Point localization data

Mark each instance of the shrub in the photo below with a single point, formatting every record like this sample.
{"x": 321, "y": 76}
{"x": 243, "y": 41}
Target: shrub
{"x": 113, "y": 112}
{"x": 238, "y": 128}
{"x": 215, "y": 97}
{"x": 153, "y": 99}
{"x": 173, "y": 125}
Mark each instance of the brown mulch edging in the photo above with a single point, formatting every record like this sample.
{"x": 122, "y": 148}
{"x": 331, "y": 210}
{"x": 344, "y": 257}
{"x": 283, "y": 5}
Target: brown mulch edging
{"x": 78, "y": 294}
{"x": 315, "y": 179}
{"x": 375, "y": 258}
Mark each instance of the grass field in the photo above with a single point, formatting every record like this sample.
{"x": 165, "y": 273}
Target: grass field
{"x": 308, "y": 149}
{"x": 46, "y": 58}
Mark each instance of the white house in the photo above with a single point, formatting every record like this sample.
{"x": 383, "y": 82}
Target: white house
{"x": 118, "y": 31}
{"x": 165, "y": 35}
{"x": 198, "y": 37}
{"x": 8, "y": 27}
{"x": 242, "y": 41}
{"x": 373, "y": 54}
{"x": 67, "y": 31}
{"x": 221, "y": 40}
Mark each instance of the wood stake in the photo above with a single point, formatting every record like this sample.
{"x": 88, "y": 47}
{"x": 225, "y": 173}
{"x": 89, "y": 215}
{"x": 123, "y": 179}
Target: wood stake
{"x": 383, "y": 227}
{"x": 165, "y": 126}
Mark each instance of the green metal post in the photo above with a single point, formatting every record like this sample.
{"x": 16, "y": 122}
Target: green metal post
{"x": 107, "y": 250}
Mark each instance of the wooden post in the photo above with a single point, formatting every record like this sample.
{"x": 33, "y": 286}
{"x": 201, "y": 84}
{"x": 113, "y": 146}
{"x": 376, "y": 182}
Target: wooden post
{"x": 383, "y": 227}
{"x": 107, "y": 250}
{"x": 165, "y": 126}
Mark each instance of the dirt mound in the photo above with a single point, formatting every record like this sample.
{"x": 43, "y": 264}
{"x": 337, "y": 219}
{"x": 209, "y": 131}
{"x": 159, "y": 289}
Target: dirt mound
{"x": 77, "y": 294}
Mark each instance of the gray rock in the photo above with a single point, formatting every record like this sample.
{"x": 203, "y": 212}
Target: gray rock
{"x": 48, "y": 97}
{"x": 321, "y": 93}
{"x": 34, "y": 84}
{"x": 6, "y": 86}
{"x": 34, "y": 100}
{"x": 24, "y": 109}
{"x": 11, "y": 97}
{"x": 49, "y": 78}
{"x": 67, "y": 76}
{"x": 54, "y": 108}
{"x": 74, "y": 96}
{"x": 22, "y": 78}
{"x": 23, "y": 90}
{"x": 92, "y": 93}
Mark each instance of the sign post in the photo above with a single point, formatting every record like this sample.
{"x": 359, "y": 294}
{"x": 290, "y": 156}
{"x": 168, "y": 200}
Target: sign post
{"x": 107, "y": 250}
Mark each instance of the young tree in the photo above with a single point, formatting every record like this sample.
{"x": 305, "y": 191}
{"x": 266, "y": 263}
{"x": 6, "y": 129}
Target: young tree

[What the task asks]
Filter the entries down to the lines containing "tree". Copy each of those lines.

[Your solution]
Mark each instance of the young tree in the photo above with a single point, formatting every record like this sample.
Target: young tree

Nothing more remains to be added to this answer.